(Saved entries)
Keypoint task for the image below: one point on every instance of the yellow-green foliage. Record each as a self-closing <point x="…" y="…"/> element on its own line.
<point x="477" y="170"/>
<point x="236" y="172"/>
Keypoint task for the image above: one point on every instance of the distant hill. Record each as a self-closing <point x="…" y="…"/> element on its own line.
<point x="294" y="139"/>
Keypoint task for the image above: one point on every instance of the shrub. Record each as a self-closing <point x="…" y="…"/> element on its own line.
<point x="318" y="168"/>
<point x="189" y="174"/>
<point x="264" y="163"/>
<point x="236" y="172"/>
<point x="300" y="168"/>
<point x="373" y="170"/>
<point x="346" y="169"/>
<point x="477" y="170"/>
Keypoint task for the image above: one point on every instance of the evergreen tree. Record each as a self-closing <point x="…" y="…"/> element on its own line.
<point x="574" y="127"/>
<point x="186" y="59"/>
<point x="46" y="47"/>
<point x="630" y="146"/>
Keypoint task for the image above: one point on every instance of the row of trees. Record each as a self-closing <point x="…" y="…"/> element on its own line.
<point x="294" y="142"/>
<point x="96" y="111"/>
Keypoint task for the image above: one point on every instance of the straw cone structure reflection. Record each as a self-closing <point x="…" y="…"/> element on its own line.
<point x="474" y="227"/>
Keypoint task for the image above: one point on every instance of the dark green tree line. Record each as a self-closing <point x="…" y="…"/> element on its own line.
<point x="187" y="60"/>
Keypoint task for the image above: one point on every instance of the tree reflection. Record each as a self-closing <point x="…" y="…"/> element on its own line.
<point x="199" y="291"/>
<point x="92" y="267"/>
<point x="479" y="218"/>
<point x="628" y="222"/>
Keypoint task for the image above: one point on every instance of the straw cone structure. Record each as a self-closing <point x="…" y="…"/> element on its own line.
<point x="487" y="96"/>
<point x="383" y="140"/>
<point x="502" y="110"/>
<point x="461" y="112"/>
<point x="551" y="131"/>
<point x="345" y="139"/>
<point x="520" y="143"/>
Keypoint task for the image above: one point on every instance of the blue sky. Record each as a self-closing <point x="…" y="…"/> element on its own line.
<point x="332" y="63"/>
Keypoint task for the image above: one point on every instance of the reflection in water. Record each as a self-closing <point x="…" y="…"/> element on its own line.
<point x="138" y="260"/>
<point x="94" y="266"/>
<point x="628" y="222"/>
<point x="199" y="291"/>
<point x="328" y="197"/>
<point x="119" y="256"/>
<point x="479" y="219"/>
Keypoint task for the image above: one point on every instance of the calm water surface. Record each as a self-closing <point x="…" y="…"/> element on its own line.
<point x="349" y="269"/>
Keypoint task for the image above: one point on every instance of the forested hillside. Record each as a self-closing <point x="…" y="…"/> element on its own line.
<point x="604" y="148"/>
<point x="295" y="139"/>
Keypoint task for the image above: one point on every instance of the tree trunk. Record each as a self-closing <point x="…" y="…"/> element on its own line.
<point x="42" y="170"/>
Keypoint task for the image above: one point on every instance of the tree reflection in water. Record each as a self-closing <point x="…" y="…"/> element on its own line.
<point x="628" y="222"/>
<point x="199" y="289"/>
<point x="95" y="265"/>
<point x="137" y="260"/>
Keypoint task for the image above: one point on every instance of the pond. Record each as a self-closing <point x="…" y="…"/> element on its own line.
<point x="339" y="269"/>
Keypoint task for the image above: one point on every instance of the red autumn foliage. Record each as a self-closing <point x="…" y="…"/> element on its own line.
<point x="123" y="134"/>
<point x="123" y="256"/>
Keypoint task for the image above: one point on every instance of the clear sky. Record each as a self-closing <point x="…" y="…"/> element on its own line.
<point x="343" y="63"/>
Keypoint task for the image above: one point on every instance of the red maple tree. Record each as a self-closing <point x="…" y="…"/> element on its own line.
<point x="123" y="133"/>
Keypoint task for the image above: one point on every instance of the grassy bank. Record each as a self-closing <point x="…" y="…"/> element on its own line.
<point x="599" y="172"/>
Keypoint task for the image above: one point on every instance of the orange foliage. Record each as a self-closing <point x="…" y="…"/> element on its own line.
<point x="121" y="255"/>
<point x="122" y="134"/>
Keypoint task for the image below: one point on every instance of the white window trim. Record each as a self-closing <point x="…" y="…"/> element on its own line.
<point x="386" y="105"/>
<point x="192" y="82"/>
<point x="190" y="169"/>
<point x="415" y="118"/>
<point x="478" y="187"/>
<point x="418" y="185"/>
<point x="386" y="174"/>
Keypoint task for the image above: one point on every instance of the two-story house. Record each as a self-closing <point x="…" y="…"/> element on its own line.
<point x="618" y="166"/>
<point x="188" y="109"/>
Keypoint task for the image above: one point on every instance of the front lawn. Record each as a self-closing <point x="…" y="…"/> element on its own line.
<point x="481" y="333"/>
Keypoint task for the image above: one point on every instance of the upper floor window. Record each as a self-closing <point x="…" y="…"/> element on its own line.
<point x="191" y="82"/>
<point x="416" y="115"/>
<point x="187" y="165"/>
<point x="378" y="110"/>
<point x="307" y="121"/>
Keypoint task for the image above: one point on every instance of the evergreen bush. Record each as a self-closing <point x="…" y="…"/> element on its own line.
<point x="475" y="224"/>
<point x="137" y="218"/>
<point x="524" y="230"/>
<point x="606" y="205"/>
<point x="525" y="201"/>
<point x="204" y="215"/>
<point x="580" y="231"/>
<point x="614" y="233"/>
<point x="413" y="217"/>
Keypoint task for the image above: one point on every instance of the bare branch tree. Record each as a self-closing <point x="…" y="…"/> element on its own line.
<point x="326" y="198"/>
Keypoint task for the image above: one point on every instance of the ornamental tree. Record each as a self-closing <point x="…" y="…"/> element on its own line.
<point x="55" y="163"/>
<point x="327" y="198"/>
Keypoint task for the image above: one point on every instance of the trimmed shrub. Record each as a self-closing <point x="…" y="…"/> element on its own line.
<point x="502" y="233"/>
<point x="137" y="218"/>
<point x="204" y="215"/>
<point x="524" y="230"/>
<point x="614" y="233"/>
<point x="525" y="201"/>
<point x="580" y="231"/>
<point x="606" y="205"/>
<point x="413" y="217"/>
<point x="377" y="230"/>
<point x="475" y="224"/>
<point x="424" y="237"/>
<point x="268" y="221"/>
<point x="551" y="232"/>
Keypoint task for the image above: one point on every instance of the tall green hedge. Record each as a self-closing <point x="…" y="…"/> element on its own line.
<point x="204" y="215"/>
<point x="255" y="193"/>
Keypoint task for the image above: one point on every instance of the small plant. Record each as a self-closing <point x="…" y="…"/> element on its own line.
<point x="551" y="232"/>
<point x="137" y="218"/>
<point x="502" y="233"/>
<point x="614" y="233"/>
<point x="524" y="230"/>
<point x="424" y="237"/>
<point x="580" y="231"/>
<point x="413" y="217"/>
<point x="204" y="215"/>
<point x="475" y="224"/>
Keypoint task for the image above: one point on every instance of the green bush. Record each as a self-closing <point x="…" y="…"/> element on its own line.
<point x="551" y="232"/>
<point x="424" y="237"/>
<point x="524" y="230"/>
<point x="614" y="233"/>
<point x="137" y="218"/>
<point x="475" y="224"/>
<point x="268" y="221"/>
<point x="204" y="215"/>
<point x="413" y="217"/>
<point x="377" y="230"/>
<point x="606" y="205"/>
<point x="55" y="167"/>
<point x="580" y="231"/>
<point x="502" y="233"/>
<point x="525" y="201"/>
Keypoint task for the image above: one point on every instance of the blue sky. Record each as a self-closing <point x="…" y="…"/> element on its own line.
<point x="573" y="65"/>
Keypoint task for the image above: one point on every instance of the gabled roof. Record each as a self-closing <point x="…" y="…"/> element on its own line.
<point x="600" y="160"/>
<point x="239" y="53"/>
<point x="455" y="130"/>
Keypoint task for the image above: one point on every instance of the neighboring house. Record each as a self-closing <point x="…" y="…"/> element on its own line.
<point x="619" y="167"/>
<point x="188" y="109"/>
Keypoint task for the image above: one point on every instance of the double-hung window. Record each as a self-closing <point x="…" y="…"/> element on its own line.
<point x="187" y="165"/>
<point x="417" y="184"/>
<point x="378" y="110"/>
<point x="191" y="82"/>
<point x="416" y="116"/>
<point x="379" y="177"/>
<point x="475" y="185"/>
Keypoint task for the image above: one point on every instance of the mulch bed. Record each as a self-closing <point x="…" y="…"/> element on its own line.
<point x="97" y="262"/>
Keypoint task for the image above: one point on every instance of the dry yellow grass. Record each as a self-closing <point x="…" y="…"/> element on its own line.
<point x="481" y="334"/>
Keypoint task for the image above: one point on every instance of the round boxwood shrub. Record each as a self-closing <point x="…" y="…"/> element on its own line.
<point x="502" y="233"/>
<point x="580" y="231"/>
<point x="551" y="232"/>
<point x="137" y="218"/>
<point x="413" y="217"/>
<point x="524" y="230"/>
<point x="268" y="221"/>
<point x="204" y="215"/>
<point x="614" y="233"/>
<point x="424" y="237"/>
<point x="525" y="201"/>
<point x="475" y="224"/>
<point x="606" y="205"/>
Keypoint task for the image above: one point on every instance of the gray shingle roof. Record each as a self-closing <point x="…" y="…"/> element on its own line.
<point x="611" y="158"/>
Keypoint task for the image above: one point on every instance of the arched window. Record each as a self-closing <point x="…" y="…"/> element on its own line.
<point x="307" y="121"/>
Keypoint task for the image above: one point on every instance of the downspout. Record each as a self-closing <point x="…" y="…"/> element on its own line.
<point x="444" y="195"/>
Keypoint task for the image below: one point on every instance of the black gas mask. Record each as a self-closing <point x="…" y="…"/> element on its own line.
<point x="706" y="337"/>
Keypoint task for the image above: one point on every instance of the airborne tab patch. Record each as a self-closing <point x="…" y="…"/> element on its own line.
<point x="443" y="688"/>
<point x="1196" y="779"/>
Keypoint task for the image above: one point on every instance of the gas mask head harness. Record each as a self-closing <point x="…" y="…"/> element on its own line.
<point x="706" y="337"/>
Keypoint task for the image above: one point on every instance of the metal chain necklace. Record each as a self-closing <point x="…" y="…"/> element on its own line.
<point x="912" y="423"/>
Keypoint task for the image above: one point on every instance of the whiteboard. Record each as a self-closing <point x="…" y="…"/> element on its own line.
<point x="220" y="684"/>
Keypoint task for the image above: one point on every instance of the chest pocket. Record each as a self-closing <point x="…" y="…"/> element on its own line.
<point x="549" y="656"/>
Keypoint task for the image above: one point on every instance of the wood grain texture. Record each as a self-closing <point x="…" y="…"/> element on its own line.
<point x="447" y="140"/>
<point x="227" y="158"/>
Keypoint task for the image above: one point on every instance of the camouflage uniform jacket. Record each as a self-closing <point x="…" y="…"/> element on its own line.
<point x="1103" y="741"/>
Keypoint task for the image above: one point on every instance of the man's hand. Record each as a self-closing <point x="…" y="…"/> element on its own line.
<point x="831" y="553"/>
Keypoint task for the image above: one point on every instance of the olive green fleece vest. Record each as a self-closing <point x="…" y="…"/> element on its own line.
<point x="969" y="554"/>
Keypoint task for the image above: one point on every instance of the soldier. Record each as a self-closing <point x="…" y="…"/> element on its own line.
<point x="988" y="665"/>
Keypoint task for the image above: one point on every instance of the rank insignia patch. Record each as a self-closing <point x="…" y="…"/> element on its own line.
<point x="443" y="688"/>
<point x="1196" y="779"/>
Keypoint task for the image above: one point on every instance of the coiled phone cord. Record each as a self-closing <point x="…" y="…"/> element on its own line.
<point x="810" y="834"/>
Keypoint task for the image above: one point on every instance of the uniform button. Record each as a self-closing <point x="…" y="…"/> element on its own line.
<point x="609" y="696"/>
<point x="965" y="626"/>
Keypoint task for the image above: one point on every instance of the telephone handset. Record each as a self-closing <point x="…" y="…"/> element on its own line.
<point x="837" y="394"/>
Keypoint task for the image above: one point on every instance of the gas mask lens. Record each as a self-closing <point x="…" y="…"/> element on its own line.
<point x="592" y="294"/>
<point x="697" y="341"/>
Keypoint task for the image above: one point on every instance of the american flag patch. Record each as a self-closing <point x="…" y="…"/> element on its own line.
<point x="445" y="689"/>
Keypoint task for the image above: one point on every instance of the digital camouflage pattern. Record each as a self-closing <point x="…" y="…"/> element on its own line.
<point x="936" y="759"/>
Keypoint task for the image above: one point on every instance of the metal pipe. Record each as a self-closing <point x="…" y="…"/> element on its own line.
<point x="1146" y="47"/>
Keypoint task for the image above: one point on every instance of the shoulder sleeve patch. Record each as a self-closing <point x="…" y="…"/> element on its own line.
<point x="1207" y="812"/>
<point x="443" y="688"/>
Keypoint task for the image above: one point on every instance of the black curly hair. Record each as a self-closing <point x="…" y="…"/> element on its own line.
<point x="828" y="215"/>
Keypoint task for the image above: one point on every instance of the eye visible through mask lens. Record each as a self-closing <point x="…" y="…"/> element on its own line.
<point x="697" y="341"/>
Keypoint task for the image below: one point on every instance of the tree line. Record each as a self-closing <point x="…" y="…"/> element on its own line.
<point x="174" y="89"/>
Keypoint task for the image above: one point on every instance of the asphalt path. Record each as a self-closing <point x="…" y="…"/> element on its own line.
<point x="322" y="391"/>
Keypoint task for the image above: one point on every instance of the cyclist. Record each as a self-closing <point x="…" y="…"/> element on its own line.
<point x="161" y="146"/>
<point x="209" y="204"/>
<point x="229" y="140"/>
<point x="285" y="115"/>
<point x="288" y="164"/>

▸ **WHAT THE TASK REQUIRES**: Each line from the one that contains "the tree line." to the end of the data should be set down exactly, both ends included.

▸ **ANSWER BOX**:
Keypoint task for the image below: one point on every instance of the tree line. Record each as a self-closing <point x="…" y="…"/> element on its own line.
<point x="174" y="89"/>
Keypoint task for the image above: one point on every instance of the asphalt path. Record each as a self-closing <point x="…" y="…"/> element on its own line.
<point x="322" y="391"/>
Keypoint task for the image above: one point on every instance of the cyclist. Record each as a self-closing <point x="…" y="…"/> element on its own line.
<point x="161" y="146"/>
<point x="209" y="204"/>
<point x="229" y="140"/>
<point x="285" y="115"/>
<point x="288" y="164"/>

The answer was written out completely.